→ **Document extract**

SP- You have accepted a position with an international organization. What exactly will you be doing in your new role, and why did you feel it was important to move on from your experience at HHS?

MA- HHS will be held in my heart and memories as one of the best decades of my life. Not many opportunities would entice me to depart from an organization and a second family that I found in my staff and Board. However, this has always been a labor of love that I measure only by the number of animals I can serve today as opposed to yesterday. It is seldom that I have the opportunity to impact as many animals as I will in my new role. I will be operating six sanctuaries and coordinating Global Disaster responses for affected animals. While I still have it in me to run in the direction of a disaster, I want to embrace the challenge of helping animals when the dire need arises at home and abroad.

SP- You have always said that you couldn’t ask for a better board of directors. The Board has always been very supportive of your leadership. Can you expand on how crucial it is to have a supportive board?

MA- Ultimately, a CEO’s job is to execute and help deliver on the vision of the Board. Because this Board brings so much business prowess to the table and has so much passion for the mission of our organization, their vision was always evident; to be an anchor of humanity for our community. In the early days, our President Mel Stack once said to me, “Miguel, we are so much more than a shelter.” It instills compassion by the way in which we foster care of animals. Our entire Board embraces that concept, and every meeting is dedicated to the notion of proliferating that belief.

SP- Lastly, tell our readers a little about your history prior to joining HHS. How did you get into animal welfare, and what is your general vision for the industry?

→ **Your tasks**
**1)** Retype, in the HHS interview, the stretch from "SP- You have always" through "proliferating that belief.".
**2)** Extend the HHS interview past its final line.

→ **Extracted entries**
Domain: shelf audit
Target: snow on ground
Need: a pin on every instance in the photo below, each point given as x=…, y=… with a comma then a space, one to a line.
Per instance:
...
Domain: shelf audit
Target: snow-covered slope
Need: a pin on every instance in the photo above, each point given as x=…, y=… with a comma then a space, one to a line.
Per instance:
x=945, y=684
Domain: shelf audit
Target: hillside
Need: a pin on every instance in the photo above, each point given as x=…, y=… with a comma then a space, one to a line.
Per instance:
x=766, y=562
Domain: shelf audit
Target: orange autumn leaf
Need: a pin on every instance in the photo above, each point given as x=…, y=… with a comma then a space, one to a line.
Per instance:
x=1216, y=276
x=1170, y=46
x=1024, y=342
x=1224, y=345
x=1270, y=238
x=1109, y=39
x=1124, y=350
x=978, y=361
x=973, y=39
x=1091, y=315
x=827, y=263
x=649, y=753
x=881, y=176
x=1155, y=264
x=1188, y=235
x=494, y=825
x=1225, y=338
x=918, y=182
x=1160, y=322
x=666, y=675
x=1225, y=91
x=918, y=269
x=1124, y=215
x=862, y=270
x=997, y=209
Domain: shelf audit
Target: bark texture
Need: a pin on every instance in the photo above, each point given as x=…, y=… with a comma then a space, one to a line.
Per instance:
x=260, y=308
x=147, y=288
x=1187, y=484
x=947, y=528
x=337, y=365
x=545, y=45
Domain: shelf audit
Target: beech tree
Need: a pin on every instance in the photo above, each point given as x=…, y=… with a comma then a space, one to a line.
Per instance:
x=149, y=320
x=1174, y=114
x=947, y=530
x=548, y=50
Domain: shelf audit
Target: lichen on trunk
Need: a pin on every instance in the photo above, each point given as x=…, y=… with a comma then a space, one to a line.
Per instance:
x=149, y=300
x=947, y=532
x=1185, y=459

→ **Results by task**
**1)**
SP- You have always said that you couldn’t ask for a better board of directors. The Board has always been very supportive of your leadership. Can you expand on how crucial it is to have a supportive board?

MA- Ultimately, a CEO’s job is to execute and help deliver on the vision of the Board. Because this Board brings so much business prowess to the table and has so much passion for the mission of our organization, their vision was always evident; to be an anchor of humanity for our community. In the early days, our President Mel Stack once said to me, “Miguel, we are so much more than a shelter.” It instills compassion by the way in which we foster care of animals. Our entire Board embraces that concept, and every meeting is dedicated to the notion of proliferating that belief.

**2)**
MA- I always tell the story that while other children were thinking of becoming astronauts or firefighters, I longed to end up working in an animal shelter. I dedicated my entire educational and professional path to ensure that I could be the best person and leader that I could be. When I finally got my first job at a shelter, I cared for the animals directly and witnessed a lack of leadership. I pursued a Master’s in Industrial Psychology so that I could understand social movements and leadership better. Through time I was promoted to several different positions in the Animal Welfare field. Today, I still hold those experiences near and dear. I make every decision in review of what’s become twenty-plus years of sheltering experience and ensure the people I hire bring passion and a fervor for the science of animal sheltering into this organization.

Where I see the industry going - Many leaders in this industry say they are trying to put themselves out of a job. I don’t ever see a future where there won’t be animals that come to our need. Whether it’s behavior issues or physical trauma, I think husbandry is just part of what we do. Another part of what the industry and this organization bring is a reminder of humanity, and I believe this is paramount to our society. During the Capital Campaign for the renovation, we called the build “the anchor of humanity.” This is true for this entire industry. Through animals, we remind people of what it is to be humane.

SP- Is there anything else you would like to say?

Thank you. Thank you for the support, the friendships, the memories, and all the good we did together. A special thanks to our Board, Staff, Volunteers, and Donors. I’ve learned so much from every single one of you. As I walk out of my office one last time, it will be you, and all the animals we cared for that will be on my mind. I know there are even more great things to come in the future of HHS.